Pick out every line of the data below that contains the word "mark", and copy each of those lines.

(Records from a point-labeling set)
┌──

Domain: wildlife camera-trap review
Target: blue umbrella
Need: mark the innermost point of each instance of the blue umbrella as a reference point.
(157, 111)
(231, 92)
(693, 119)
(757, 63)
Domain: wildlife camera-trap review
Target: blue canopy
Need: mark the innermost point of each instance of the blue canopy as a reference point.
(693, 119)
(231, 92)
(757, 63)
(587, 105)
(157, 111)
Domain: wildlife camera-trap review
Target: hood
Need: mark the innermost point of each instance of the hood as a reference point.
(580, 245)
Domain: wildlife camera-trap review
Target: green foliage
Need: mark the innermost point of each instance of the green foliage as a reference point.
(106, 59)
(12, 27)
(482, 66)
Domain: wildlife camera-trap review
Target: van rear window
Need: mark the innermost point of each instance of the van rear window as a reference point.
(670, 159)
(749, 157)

└──
┌──

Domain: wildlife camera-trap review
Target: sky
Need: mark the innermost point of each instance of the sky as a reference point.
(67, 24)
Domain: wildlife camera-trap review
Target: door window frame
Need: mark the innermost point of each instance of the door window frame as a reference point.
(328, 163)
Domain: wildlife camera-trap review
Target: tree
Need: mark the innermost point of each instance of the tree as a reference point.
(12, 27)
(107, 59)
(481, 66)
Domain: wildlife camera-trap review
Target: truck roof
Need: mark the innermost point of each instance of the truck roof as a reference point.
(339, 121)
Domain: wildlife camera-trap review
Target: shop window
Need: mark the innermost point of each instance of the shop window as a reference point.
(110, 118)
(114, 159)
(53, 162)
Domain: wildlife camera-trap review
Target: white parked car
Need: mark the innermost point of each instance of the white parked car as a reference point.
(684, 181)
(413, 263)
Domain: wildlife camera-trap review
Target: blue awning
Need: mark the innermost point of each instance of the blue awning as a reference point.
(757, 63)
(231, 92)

└──

→ Response below
Need: mark the innermost point of each instance of the blue umbrella as a reference point.
Need: mark the innermost point of each instance of the blue canopy as a reference point.
Need: mark the innermost point of each instance of the hood as a reference point.
Need: mark the innermost point of each instance of the green foliage as a reference point.
Need: mark the innermost point of each instance of the van rear window as a reference point.
Need: mark the innermost point of each instance of the sky as a reference point.
Need: mark the innermost point of each instance of the door window frame as a reference point.
Need: mark the innermost point of each instance of the tree as a reference point.
Need: mark the innermost point of each instance of the truck roof as a reference point.
Need: mark the innermost point of each instance of the shop window as a reference point.
Need: mark the innermost point of each instance of the white parked car as a reference point.
Need: mark the innermost point of each instance of the blue awning as a reference point.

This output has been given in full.